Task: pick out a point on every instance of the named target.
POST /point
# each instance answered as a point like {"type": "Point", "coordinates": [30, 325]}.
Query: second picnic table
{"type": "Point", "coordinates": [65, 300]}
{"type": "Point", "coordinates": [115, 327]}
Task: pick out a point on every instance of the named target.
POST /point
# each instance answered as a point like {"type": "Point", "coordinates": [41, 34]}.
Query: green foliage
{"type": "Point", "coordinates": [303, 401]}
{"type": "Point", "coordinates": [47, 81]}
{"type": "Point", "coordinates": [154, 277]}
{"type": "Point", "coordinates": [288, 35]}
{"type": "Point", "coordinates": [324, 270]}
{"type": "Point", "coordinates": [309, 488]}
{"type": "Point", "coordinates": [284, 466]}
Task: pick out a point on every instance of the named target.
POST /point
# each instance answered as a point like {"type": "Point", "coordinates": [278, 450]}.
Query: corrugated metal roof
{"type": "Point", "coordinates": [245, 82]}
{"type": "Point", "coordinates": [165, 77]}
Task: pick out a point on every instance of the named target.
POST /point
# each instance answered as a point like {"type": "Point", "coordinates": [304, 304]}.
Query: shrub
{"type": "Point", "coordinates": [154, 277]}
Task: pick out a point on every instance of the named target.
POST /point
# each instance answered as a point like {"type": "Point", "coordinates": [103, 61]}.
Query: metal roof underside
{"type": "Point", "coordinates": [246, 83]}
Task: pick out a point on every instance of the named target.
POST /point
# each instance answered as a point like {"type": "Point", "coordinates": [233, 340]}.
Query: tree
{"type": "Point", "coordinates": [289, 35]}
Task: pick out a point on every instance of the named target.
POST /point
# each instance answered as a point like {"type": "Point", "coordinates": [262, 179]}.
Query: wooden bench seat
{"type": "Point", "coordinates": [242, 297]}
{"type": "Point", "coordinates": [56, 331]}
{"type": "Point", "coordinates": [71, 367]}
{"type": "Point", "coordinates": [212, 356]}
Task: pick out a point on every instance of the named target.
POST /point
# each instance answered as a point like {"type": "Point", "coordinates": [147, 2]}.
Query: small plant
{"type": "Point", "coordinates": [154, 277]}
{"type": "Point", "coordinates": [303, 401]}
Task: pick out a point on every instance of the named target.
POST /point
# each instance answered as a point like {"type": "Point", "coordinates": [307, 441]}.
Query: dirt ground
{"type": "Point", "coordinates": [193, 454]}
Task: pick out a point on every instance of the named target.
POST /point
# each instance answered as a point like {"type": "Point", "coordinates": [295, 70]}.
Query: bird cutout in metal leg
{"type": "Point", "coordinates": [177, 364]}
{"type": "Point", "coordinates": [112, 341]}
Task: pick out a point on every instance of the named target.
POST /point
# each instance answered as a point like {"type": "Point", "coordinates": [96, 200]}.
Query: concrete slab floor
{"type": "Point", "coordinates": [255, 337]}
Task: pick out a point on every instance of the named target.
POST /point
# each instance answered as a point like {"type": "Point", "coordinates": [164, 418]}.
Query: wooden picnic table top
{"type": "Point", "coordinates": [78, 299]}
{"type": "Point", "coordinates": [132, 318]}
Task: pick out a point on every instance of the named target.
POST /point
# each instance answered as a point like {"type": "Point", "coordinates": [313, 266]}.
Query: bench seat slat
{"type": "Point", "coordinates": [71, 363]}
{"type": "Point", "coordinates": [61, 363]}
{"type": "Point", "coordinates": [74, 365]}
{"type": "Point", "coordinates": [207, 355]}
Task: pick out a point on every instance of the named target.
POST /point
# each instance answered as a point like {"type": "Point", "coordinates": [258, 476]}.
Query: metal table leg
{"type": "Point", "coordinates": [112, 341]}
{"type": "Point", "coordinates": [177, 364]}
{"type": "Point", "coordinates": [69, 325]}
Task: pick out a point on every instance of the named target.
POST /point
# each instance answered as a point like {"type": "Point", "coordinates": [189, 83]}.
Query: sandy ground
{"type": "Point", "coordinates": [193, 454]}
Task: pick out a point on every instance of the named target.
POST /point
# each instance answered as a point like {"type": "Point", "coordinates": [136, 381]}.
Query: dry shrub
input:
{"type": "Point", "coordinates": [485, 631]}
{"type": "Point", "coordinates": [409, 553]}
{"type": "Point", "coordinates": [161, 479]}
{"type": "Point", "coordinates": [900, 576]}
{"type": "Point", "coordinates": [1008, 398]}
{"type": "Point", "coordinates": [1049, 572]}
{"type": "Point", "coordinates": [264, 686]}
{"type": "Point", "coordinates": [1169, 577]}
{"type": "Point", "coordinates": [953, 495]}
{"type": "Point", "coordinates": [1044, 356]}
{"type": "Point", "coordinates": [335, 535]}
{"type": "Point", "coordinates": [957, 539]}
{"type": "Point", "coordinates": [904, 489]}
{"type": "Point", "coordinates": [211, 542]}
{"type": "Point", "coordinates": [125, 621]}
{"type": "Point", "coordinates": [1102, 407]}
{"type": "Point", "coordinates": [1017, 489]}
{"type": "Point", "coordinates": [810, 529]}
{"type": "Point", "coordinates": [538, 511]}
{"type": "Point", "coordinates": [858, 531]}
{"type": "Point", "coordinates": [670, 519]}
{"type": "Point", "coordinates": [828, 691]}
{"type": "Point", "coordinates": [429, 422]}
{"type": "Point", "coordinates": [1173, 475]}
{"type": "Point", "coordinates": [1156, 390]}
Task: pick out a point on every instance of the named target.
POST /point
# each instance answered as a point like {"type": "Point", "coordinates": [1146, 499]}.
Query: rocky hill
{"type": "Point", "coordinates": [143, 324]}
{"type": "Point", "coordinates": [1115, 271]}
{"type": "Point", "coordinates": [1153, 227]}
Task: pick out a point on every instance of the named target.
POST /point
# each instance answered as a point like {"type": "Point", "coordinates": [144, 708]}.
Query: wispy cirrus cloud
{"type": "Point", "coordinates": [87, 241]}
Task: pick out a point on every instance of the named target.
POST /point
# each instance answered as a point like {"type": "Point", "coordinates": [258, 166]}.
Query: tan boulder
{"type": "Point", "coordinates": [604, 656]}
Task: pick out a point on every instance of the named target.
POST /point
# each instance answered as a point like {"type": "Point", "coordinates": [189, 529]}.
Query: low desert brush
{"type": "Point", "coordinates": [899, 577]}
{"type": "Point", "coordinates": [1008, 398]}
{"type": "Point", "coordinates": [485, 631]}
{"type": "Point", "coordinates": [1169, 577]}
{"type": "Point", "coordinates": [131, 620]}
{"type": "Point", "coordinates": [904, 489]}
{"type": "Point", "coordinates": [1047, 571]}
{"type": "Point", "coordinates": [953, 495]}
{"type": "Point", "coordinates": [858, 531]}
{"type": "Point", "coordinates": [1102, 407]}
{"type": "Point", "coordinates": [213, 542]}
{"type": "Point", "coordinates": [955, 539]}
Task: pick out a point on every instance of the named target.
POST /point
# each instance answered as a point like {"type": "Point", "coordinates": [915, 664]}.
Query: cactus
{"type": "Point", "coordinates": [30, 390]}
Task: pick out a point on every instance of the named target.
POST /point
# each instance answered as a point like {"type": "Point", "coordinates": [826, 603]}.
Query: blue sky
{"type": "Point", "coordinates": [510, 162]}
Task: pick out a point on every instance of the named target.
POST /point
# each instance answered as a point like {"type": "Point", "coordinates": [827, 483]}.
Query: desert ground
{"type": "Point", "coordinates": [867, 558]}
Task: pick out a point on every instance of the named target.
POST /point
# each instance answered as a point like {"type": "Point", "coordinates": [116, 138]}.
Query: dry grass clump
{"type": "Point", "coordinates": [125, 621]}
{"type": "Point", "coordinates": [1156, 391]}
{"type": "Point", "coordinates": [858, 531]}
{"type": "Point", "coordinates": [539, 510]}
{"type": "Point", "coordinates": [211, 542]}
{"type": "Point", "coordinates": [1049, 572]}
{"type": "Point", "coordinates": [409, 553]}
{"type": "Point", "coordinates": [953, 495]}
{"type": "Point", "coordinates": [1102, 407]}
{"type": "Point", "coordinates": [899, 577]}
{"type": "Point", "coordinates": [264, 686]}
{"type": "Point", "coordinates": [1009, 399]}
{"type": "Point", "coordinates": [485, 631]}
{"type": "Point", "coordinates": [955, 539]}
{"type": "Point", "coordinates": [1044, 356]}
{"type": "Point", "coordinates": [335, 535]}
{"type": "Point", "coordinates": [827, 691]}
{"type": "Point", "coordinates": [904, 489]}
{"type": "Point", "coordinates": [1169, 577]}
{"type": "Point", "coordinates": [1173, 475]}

....

- WHAT YOU ARE ASKED TO DO:
Pull out every line of the entries above that contains the word "picnic". Only matches with the same uppercase and lowercase letters count.

- SOLVED EXERCISE:
Query: second picnic table
Query: wooden picnic table top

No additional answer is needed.